WHAT IS ASKED. Retype the rows verbatim, starting at the first line and ending at the line that contains "pixel 238 655", with that line included.

DATA TO USE.
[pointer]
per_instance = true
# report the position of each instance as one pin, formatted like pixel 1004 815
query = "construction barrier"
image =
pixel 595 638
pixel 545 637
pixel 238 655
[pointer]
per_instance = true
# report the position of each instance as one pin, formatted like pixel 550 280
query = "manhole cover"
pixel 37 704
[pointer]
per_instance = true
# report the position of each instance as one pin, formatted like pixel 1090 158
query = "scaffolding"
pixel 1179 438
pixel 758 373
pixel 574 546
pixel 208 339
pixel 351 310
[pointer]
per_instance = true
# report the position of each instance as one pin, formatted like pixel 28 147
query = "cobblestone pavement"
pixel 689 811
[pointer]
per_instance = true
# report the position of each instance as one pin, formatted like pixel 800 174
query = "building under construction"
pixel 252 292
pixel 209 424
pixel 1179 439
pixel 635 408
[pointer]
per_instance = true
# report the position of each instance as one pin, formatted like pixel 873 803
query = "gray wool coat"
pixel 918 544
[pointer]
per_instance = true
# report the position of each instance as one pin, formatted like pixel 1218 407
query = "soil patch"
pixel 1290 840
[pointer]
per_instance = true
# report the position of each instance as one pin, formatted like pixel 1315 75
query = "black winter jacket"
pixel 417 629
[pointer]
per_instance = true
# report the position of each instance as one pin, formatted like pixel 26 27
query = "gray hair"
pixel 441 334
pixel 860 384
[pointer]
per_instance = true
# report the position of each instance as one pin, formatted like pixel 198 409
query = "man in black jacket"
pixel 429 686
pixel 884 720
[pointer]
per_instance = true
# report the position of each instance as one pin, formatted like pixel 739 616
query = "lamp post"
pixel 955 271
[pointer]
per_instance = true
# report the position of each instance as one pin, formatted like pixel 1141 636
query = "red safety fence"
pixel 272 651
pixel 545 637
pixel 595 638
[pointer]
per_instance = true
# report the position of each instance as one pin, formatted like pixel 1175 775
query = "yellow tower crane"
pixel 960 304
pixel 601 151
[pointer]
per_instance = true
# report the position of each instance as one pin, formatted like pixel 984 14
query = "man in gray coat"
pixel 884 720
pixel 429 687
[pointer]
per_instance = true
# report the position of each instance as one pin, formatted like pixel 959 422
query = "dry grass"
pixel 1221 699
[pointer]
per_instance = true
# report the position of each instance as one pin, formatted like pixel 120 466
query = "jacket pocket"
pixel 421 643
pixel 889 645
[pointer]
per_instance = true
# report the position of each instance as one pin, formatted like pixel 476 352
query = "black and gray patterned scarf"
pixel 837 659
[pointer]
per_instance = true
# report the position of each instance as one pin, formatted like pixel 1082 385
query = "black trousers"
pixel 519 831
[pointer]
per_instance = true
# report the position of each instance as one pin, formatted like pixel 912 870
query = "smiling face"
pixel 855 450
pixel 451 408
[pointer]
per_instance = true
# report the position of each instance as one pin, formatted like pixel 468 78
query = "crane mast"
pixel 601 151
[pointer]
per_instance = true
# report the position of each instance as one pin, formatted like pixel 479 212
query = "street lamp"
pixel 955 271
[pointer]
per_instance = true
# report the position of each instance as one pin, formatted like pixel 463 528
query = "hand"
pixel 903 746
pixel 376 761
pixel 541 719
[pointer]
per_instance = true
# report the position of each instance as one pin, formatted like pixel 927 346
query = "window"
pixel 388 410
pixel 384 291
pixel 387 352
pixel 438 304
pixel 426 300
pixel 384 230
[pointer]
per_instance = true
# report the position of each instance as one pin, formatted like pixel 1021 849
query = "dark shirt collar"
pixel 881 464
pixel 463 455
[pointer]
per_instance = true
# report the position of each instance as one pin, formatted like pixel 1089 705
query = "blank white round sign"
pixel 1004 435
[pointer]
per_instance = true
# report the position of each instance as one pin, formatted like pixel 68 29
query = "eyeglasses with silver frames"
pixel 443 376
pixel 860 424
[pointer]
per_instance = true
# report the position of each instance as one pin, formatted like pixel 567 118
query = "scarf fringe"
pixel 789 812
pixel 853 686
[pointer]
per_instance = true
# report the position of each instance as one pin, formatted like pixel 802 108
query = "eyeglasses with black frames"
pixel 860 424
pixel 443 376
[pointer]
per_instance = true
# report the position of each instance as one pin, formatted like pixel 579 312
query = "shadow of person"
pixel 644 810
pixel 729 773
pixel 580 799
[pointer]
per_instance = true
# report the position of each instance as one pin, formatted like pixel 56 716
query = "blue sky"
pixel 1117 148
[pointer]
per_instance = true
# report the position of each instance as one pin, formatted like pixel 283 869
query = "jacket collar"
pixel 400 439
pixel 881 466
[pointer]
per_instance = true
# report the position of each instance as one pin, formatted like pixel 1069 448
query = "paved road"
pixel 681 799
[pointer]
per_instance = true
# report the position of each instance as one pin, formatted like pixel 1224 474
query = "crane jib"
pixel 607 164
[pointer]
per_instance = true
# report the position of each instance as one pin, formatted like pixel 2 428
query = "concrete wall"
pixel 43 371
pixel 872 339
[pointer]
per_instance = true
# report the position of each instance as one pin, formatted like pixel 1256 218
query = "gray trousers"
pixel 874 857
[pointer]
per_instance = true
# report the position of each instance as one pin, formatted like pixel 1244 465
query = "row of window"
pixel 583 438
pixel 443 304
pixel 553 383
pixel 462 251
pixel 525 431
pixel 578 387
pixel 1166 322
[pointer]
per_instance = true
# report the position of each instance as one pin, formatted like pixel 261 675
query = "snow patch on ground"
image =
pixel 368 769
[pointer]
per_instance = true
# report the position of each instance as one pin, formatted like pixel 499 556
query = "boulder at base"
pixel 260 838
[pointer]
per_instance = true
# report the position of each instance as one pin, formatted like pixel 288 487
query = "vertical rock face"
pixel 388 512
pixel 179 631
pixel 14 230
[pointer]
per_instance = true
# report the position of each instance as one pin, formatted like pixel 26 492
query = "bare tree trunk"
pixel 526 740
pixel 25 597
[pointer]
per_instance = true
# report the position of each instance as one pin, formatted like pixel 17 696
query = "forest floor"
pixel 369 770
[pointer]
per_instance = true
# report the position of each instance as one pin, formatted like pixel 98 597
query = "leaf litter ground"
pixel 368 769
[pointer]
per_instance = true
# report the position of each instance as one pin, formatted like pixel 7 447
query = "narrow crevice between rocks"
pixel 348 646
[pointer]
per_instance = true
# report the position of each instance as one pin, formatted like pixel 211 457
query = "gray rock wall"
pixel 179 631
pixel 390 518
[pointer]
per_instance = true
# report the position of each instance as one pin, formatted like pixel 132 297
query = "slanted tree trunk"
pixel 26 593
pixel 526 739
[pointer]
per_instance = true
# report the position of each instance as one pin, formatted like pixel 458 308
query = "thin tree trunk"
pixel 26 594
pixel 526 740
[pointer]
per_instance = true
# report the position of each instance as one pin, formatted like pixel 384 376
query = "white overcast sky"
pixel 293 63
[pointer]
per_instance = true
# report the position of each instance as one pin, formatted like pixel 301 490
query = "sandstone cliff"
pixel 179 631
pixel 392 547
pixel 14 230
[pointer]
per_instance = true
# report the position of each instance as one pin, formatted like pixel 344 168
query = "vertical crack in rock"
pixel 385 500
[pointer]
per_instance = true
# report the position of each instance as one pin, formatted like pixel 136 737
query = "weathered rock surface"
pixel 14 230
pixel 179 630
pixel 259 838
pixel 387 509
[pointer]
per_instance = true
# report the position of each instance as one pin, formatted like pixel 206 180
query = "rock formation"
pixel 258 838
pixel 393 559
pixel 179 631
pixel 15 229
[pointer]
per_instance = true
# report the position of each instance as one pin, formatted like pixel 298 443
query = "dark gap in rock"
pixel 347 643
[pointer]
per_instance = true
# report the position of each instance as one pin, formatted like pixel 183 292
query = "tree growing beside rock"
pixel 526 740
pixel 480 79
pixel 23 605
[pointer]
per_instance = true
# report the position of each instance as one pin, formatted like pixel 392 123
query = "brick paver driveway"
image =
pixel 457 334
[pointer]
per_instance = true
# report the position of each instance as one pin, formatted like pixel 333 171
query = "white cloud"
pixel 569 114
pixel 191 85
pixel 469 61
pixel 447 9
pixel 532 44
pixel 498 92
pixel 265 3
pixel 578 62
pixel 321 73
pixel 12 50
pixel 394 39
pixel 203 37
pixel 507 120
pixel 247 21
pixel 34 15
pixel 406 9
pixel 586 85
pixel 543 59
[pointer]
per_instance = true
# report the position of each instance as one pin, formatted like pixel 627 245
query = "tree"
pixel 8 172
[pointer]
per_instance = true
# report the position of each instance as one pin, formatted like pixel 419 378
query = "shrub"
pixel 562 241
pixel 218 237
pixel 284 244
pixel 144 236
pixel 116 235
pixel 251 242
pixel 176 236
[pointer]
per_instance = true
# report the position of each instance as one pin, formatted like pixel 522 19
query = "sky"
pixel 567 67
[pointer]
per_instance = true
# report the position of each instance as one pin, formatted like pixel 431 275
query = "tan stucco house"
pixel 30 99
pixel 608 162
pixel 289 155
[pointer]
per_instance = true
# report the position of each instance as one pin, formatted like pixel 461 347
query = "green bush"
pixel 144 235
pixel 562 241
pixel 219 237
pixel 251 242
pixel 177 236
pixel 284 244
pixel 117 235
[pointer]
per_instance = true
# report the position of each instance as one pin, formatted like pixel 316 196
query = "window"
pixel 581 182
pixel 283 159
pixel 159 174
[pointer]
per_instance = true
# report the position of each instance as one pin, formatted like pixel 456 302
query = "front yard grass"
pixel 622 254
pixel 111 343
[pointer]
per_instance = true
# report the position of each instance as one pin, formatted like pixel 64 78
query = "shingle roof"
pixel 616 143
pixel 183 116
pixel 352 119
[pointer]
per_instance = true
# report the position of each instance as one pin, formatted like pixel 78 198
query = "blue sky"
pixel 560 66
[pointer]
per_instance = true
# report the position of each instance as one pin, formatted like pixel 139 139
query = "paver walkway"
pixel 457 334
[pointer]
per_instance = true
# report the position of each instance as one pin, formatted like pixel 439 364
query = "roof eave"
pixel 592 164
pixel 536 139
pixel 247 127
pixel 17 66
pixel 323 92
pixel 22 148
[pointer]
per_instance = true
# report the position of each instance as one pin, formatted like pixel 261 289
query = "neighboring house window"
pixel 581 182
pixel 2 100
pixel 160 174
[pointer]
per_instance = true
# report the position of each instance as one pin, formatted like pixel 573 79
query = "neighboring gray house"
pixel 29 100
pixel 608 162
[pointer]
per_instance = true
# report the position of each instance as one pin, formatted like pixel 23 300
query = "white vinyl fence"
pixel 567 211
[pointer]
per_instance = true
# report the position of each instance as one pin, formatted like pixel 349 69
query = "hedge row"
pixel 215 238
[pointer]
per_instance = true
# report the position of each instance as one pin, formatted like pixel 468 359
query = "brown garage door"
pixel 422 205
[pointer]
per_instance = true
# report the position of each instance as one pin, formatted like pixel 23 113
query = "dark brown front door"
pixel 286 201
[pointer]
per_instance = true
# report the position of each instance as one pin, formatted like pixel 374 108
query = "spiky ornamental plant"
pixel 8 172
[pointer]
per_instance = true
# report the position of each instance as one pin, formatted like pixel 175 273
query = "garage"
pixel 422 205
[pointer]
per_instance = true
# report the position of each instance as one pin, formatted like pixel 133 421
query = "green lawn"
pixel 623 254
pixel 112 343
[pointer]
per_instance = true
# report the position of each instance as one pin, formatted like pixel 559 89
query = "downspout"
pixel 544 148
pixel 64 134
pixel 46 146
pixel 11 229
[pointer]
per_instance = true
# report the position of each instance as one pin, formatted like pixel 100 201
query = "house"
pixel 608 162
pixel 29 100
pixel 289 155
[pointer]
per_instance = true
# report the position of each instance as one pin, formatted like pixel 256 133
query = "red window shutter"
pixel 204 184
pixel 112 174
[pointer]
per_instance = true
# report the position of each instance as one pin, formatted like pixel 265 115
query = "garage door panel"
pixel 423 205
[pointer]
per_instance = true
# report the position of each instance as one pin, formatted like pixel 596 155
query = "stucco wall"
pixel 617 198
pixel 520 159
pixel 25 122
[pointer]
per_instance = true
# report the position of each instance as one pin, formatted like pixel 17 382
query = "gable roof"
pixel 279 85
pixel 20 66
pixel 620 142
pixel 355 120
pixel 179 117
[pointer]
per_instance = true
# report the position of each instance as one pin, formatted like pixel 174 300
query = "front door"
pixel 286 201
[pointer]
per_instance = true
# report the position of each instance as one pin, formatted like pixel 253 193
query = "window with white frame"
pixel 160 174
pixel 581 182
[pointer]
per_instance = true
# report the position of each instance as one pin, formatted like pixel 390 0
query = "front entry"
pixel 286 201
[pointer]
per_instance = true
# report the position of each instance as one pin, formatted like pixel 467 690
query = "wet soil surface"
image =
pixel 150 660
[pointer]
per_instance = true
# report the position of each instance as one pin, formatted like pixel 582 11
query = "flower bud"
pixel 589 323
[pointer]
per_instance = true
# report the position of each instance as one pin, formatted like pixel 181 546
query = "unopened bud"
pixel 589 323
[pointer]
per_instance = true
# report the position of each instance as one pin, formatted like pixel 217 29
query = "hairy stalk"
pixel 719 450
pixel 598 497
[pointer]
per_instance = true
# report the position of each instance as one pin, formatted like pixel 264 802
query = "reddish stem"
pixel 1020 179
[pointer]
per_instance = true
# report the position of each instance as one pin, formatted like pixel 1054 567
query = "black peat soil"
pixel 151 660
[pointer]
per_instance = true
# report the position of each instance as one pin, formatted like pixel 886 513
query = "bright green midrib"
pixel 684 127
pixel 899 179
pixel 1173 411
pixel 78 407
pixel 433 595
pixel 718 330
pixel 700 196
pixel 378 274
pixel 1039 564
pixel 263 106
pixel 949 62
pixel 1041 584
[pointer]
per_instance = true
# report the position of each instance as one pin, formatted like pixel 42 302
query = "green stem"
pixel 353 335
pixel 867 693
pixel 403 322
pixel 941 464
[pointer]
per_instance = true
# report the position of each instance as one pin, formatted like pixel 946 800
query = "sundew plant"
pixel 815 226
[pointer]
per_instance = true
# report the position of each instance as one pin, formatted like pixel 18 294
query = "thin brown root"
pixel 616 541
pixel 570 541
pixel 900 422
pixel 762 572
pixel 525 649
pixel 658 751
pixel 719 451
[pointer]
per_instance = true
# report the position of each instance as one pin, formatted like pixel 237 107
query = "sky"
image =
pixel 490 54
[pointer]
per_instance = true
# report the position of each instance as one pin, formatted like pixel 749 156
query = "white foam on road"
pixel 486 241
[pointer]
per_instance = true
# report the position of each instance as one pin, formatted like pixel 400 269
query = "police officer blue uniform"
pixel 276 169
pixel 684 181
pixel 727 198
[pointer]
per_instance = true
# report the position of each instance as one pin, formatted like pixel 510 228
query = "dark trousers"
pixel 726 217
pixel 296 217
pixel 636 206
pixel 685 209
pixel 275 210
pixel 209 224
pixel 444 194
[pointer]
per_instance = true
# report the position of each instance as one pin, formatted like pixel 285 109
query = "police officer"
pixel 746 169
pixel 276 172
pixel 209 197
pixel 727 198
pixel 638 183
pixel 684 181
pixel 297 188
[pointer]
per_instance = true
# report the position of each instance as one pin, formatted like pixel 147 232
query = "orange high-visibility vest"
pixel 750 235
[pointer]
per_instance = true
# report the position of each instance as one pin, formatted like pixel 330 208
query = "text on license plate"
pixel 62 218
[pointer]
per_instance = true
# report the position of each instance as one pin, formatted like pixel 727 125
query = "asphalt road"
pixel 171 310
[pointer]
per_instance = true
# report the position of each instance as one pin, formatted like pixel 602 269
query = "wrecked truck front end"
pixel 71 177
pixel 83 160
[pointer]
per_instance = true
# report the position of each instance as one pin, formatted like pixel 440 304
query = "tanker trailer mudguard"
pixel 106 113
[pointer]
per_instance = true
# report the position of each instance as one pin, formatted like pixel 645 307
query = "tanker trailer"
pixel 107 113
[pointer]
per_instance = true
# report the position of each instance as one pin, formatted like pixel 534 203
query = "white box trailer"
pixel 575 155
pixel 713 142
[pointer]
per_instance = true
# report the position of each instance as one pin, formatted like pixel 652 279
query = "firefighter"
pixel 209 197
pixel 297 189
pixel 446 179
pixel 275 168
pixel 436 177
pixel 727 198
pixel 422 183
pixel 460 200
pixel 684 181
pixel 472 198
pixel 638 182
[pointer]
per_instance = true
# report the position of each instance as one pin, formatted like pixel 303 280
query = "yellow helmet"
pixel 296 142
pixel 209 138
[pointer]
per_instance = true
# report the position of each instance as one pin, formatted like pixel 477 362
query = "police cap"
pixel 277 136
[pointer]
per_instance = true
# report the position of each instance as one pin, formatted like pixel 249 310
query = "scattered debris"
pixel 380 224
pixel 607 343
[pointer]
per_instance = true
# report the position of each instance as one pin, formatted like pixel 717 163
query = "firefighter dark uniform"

RESPONSE.
[pointer]
per_instance = true
# report the position of each instance as one pin, formatted like pixel 1004 815
query = "construction barrier"
image =
pixel 595 638
pixel 545 637
pixel 238 655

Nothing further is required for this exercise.